| EXERCISE OBJECTIVE |
Collect every line of the records below that contains the string "eyelash", and copy each one out. Letter case must match.

[Pointing records]
◆ ◆ ◆ ◆

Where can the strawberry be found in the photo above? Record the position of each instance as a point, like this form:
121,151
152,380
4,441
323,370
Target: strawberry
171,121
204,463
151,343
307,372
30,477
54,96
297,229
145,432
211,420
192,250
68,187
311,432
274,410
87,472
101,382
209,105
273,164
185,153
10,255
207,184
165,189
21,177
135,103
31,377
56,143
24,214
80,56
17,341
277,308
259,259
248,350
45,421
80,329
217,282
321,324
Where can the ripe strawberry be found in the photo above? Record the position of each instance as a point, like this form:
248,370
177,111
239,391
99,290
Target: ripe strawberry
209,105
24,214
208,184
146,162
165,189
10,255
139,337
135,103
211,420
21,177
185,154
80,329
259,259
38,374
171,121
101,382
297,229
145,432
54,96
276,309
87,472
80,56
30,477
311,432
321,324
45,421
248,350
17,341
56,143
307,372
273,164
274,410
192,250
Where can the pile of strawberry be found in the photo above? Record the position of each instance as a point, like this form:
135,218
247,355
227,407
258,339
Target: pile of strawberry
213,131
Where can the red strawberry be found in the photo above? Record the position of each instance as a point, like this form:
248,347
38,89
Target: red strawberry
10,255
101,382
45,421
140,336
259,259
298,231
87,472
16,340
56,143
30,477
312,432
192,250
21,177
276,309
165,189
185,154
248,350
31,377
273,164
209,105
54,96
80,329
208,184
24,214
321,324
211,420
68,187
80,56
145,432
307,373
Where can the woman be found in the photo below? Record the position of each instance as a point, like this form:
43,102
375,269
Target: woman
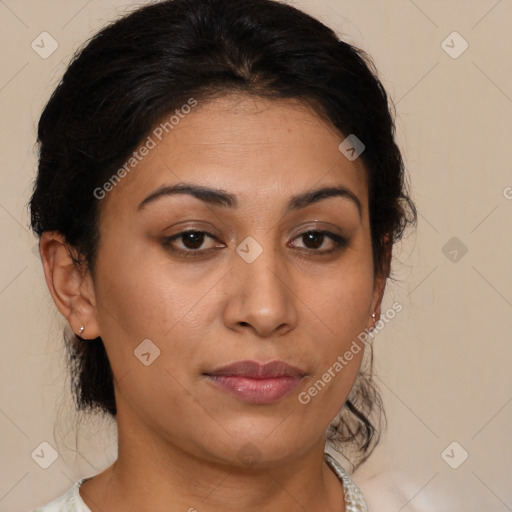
218,194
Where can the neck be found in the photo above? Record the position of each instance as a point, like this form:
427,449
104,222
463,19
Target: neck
148,473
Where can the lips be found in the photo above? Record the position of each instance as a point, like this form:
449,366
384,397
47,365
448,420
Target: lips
257,383
255,370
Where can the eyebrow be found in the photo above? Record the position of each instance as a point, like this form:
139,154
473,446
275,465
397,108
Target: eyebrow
220,197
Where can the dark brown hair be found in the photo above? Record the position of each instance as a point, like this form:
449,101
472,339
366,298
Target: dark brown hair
150,62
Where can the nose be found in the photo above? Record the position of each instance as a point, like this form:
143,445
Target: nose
261,295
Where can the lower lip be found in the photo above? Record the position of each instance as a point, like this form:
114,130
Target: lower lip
256,391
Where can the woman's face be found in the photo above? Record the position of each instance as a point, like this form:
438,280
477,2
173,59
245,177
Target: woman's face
256,284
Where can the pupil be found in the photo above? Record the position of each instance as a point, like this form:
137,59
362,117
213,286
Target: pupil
193,239
314,236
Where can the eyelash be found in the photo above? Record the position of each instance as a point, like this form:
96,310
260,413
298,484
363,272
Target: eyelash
339,243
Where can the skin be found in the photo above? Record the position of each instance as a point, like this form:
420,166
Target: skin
179,436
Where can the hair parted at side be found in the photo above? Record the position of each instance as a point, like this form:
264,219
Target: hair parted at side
142,67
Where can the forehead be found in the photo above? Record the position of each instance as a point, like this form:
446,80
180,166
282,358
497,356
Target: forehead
257,149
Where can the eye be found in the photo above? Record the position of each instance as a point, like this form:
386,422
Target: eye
314,239
192,240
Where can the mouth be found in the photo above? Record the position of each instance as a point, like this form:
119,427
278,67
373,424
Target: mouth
257,383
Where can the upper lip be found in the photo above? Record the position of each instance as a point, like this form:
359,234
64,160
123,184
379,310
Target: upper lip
256,370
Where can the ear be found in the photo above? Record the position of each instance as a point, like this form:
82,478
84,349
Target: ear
70,284
380,283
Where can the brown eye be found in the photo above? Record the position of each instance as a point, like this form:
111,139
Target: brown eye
314,239
192,242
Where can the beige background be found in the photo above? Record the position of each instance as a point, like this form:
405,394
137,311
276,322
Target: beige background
443,363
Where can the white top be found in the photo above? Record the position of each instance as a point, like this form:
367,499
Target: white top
71,501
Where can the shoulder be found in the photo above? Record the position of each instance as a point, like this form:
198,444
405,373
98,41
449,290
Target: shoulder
71,501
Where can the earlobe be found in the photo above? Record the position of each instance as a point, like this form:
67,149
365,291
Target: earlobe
380,284
70,285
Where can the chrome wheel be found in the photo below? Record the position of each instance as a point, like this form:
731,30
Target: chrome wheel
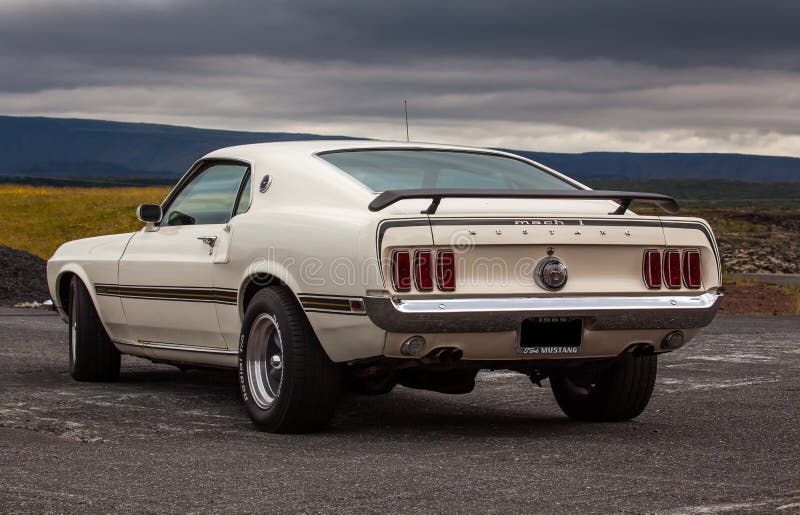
264,360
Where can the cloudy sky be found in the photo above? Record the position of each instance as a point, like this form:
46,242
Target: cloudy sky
565,75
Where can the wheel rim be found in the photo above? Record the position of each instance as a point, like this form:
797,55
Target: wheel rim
264,360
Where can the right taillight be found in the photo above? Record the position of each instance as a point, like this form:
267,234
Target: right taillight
446,270
401,270
672,268
691,269
652,268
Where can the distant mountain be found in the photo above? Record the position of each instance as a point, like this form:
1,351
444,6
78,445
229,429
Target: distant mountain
53,147
56,147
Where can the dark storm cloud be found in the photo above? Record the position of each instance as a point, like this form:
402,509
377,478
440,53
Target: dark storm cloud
678,33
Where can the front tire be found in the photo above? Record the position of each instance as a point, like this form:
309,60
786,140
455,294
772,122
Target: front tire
288,383
609,394
92,356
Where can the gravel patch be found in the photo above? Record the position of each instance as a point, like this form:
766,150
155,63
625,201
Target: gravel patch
22,277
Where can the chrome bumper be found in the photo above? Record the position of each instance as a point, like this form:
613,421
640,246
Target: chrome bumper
506,314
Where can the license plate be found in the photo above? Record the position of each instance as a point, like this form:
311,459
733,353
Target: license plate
551,335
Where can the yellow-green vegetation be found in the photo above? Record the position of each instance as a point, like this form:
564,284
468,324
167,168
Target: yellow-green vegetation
40,218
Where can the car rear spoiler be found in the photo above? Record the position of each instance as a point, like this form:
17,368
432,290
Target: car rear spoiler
624,198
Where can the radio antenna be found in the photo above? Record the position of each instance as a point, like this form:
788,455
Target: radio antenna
405,104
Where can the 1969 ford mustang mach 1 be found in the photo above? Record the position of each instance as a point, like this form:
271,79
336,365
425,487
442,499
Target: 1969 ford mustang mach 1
313,267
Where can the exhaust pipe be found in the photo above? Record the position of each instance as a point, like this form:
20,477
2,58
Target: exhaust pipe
448,354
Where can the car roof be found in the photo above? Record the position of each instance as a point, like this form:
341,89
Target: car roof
310,147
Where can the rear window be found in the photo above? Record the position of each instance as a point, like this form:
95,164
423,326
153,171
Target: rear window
382,170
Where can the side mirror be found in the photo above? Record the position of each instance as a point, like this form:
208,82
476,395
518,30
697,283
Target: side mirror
149,213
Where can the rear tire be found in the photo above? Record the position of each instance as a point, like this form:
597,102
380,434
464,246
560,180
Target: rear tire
92,356
288,383
607,394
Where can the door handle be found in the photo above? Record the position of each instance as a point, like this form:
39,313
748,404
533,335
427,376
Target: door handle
210,241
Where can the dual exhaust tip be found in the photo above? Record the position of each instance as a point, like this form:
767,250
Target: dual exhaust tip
415,345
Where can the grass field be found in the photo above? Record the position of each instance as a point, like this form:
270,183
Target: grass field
40,218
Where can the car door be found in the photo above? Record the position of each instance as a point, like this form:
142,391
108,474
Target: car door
165,274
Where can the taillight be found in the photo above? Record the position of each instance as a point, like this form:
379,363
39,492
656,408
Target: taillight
691,269
446,270
423,270
672,268
401,270
652,268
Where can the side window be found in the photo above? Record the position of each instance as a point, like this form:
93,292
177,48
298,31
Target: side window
243,202
209,198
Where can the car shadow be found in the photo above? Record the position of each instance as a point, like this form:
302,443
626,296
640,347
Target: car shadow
399,414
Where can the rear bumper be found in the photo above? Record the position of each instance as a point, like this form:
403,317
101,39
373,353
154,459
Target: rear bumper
506,314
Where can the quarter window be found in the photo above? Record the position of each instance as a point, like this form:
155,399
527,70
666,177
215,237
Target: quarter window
209,198
243,202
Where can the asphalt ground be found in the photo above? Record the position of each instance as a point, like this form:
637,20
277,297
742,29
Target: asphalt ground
792,280
721,433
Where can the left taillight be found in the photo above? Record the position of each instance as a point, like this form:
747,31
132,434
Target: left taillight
423,270
401,270
692,277
446,270
672,268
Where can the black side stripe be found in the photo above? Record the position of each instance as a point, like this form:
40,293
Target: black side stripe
337,304
182,294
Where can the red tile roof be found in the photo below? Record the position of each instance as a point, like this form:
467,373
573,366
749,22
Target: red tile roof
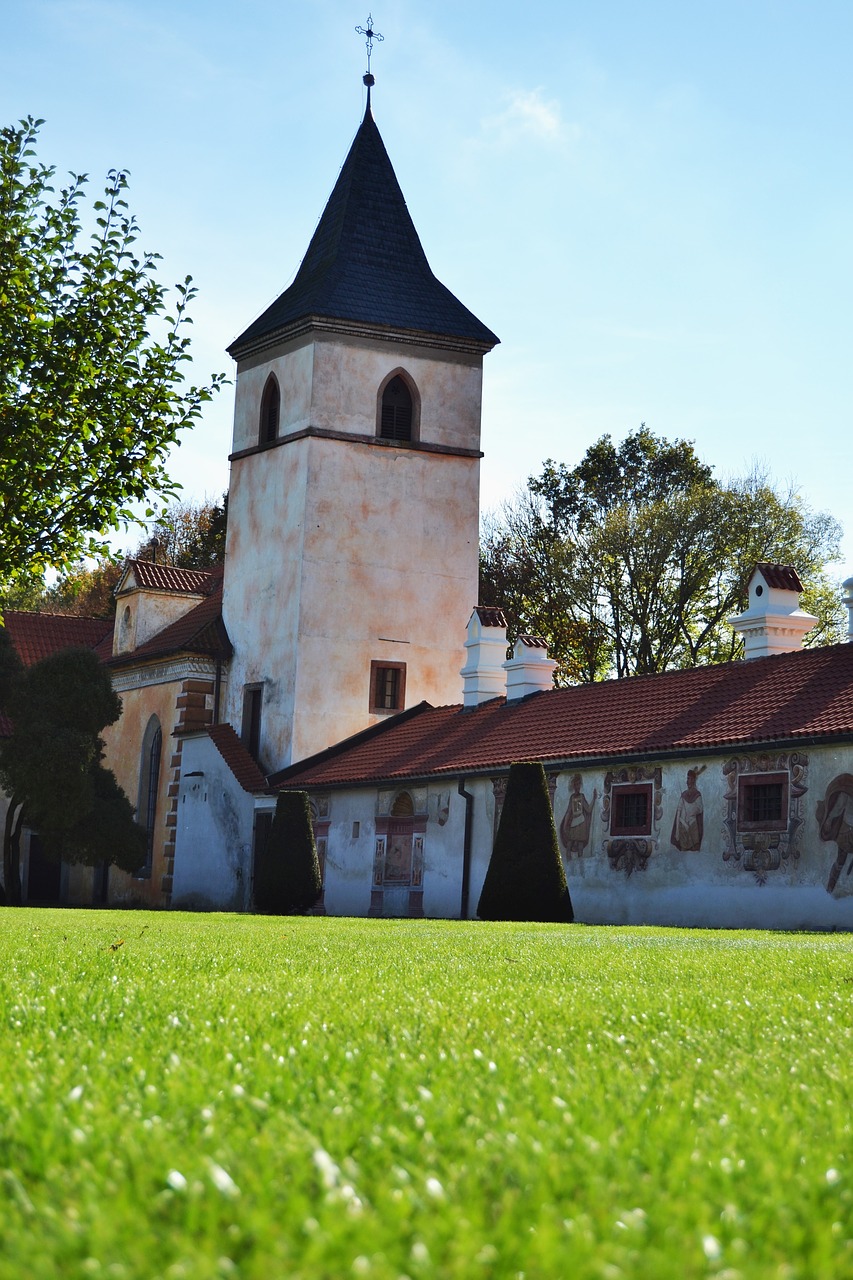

◆ ◆ ◆ ◆

| TASK RESPONSE |
Where can the eyelash be found in the photo above? Record the position of each instance as a point, like this form:
Target: eyelash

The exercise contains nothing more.